◆ Goal ◆
Only the pictures are left out: repeat the rest of the entries exactly.

(Source records)
◆ ◆ ◆

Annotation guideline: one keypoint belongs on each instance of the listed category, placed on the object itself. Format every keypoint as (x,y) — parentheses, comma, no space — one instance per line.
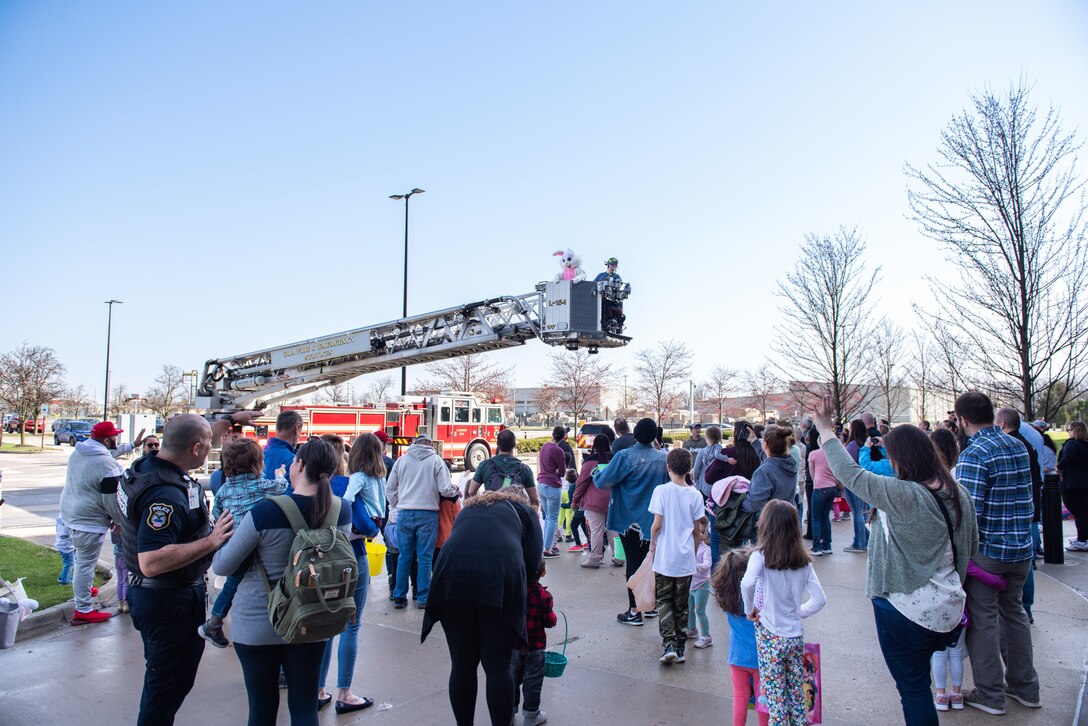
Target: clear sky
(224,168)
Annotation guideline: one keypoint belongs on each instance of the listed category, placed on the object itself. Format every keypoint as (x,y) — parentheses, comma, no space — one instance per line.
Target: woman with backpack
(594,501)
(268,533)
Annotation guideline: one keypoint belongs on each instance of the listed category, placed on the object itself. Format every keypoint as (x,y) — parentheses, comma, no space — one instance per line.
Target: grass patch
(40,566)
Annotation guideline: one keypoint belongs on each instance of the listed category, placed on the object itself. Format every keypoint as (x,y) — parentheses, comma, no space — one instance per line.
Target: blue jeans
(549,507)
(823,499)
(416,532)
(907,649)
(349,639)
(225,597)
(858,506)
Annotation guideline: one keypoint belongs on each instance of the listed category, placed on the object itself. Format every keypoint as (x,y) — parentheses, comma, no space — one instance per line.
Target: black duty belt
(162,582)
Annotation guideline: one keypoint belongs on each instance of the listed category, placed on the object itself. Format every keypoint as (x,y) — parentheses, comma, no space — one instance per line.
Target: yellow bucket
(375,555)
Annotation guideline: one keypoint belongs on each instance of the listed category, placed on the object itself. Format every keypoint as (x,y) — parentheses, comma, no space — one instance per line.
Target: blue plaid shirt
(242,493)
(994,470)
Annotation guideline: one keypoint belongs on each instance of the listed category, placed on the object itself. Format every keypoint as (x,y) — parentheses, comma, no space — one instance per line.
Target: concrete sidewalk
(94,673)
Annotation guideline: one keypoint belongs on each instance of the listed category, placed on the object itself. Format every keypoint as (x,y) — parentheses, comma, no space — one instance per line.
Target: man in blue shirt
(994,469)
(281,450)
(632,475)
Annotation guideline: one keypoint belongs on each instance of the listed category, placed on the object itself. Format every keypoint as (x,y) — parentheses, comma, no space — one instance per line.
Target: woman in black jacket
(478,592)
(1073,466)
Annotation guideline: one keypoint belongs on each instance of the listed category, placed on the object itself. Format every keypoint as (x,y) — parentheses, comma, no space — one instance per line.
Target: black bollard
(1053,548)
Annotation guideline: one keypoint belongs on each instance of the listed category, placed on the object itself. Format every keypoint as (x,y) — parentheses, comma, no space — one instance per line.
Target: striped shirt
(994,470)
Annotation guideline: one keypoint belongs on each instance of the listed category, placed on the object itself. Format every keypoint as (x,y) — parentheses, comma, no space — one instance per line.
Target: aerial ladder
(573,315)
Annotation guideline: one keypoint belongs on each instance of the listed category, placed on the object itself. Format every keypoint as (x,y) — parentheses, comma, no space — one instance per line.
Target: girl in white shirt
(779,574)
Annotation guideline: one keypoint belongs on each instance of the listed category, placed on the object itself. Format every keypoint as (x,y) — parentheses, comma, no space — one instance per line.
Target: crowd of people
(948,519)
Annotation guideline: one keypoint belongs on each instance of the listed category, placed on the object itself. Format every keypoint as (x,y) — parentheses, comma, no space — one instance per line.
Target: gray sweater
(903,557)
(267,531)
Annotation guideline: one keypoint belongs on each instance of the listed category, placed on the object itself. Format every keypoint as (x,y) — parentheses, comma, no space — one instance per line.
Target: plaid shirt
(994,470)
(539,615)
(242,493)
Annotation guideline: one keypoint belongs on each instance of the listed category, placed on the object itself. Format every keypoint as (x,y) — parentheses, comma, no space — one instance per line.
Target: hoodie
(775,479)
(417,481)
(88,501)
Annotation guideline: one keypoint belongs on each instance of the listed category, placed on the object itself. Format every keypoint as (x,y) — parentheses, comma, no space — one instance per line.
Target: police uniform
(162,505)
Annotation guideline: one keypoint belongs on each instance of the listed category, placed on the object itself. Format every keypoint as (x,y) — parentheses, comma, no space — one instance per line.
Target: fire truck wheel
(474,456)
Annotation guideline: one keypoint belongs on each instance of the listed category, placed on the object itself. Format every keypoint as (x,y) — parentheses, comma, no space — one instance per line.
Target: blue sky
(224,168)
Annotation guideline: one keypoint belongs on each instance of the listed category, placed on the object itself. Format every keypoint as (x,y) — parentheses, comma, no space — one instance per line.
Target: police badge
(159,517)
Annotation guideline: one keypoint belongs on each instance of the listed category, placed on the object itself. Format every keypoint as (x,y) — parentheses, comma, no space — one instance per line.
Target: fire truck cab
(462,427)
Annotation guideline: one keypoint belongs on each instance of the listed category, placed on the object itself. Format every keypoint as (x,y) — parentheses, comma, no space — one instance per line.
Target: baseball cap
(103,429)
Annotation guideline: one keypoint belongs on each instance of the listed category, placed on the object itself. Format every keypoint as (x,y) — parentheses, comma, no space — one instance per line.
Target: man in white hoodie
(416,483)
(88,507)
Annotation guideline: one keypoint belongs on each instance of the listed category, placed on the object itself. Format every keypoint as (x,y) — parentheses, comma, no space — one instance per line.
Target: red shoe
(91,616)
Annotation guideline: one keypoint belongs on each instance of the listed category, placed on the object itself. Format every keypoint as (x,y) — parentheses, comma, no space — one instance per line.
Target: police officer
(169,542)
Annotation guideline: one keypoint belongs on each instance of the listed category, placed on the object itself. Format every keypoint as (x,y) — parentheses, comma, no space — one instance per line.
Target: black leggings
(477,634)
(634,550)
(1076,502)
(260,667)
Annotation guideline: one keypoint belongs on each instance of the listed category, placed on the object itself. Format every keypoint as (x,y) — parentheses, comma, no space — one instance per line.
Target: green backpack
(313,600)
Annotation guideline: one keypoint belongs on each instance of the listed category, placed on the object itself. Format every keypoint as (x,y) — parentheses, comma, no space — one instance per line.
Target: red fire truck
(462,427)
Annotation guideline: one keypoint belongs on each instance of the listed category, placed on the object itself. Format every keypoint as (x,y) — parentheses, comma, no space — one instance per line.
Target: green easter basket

◆ ◆ ◆

◆ The completed task ◆
Annotation guideline: one keypoint belongs on each instance of the listed category, placed on the object itself. Format every keypoint as (x,y) — parentheses, comma, no space — one instance per line.
Target: clear sky
(224,168)
Annotation guideline: one keypoint belongs on each instance of the listed category, placed on the object itself. Format every keypoint as (x,y) — parentheses, comma, no space — one instance per line.
Target: woman with backpack
(594,501)
(268,533)
Annotation guideline: one keypoint belongs on each instance of the listed category, placed on the object itself. Format every keypoint as (x,y) — parentheses, comma, no space — one instance per line.
Target: grass patch
(40,566)
Annotation guideline: one keypoint belongs on each instance of the listed category, placed on the object itself. Format every keypoint as (x,y) — parentheses, comma, no space — one instance per line.
Target: blue jeans
(549,507)
(823,499)
(416,532)
(907,649)
(349,639)
(225,597)
(858,506)
Annotation guideline: one keypoint belongs on each instance of the listed category, placed on the object itself. Format every keypoint as (x,y) — parentheses, comma, no space — one instance per line.
Target: black duty belt
(162,582)
Annotation guideline: one keypoint belongs on each instance of the listed category, placed on the object itself. Format every keypoint as (x,y) — parentheses, comma, no space — one instance per line.
Target: yellow bucket
(375,555)
Annotation guideline: one keypoint belongs on each instance of the listed category, placed on the object itself. Format every keypoint as (x,y) — parentheses, comma, no space — one instance per line.
Target: blue plaid shirt
(242,493)
(994,470)
Annotation guideline: one keypoint belongs on each instance of the listed category, placed on the object itself. Format every keypoint as (x,y) — parentheses, comma, no space — one instance per line.
Target: concrete sidewalk
(94,673)
Annotation guideline: one keypoint belongs on each instance of the listed category, placed on the object itself. Format every keypoint as (x,y) — parentheses, comma, no space — one instance per line.
Target: man in blue shirt
(994,469)
(281,450)
(632,475)
Annotation guideline: one keypoint belongs on each instance of the listed category, placed on the object itself. Format every keypoint as (x,y) — parentheses, comma, no space — one instance per line.
Target: woman in black jacket
(478,592)
(1073,466)
Annotation guideline: one keypoint belongs on each instance of the listed category, placed on the object itself. Format every keypoint as (x,y) — parentheses, comma, no space — one instance per line.
Target: black bollard
(1053,548)
Annotation guideline: one keypoint belongs on each instance of the listed category, placed on the object itself. Format every keypoint as (x,y) — parentheses, comma, no space — one instance per line.
Target: striped shirt
(994,470)
Annotation guideline: one keypoint belongs on each instance of the listed category, placed on the object itself. Format every keypoint as (x,y) — parentheses, comma, no space — one instance per line.
Target: aerial ladder
(573,315)
Annotation guideline: one keypoint belongs on each instance of the listed category, placed on the object itself. Format every keypoint as (x,y) — parentheses, comma, no space — one instance per line.
Target: girl in white shirt
(779,574)
Annotation guideline: one keypoint belongs on each instance of the listed category, placed on the object itself. Format every keypoint as (x,y) — parentheses, comma, no space — one instance per line.
Target: crowd of people
(948,519)
Annotation guideline: one keypoint belongs on each instance of the listed category, placed on the object itself. Format every keypoint as (x,y) — parentheses, comma, no space — one instance per line.
Target: gray sweater
(903,557)
(267,531)
Annotation guideline: one keypoint belongs on each instance of the listed category, placed on the object itself. Format every keypoint as (x,y) — parentheses, comma, no space — one instance per line.
Target: plaid shirt
(994,470)
(539,615)
(242,493)
Annotation guideline: one keypoint belongs on each instance of the listed category, placed on the object itself. Format every keypoint as (x,y) — parentheses, comma, no space — one instance per line.
Target: hoodie
(775,479)
(417,481)
(88,501)
Annotation guideline: one keypoint belongs on each instance of the listed category, placed on the object itself. Format every keypoint as (x,y) — parentheses, comma, no space — one instance per line.
Target: police uniform
(162,505)
Annotation guideline: one keypoint belongs on each instance of the listed category, placed on the object itself. Format every keypoint as (x,y) — parentheses, comma, no space — one instance per line.
Target: fire truck wheel
(474,456)
Annotation guideline: one keypoint belongs on each instance of the listed category, placed on the object itself. Format every keypoint as (x,y) — parentheses, comma, no space — one instance per line.
Target: blue sky
(224,168)
Annotation guideline: one keypoint belongs on each instance of the listed category, placed on the object itself. Format every keypoint as (x,y) — parentheses, comma, no space — one instance per line.
Target: police badge
(159,517)
Annotation guideline: one keypoint belongs on each instance of the listed category, placed on the object itself. Format every keypoint as (x,y) — parentheses, comma, no space — one instance per line.
Target: fire truck cab
(462,427)
Annotation guideline: one keypoint belongs on each instance of the listed category, placed on the object itself. Format every keypoint as (x,y) — parentheses, comma, no space — one instance per line.
Target: baseball cap
(103,429)
Annotation guideline: one keypoint belongs on each instance of the listed category, placed on the object itself. Format every keypoint as (x,y) — parentheses, comma, no space — one instance per line.
Target: man in white hoodie
(416,483)
(88,507)
Annotation guideline: one keypoint belongs on each instance of the listed category, placed on the object itself. Format every keypoint as (x,y) — parentheses, comma, no space — one instance per line.
Target: red shoe
(91,616)
Annotation guideline: one keypoint belongs on each instance of the listed category, placed on the object itself. Format every keypoint as (x,y) — parentheses, comma, no space — one instance per line.
Target: police officer
(169,542)
Annotation guideline: one keypoint belongs on each instance of the listed category, placed on the object itself. Format every keypoint as (x,y) — parentheses, comma, no space — one instance per line.
Target: black leggings
(477,634)
(634,550)
(1076,502)
(260,667)
Annotation guideline: one keypoint belongs on each instance of the listed category, placed on the object itself. Format every keypoint as (x,y) — parentheses, comma, no space — one instance per line.
Target: green backpack
(313,600)
Annotation guideline: one keypoint belongs on each instance of the listed category, placed on the object itself. Format every keypoint as (x,y) — parentheses, comma, no space — one instance per line.
Target: red fire truck
(462,427)
Annotation guideline: one keypoint belongs on each instance of the listed category, placed on the object itself. Format every keypoint as (x,y) — parentheses, comma, no space — one instance per line.
Target: green easter basket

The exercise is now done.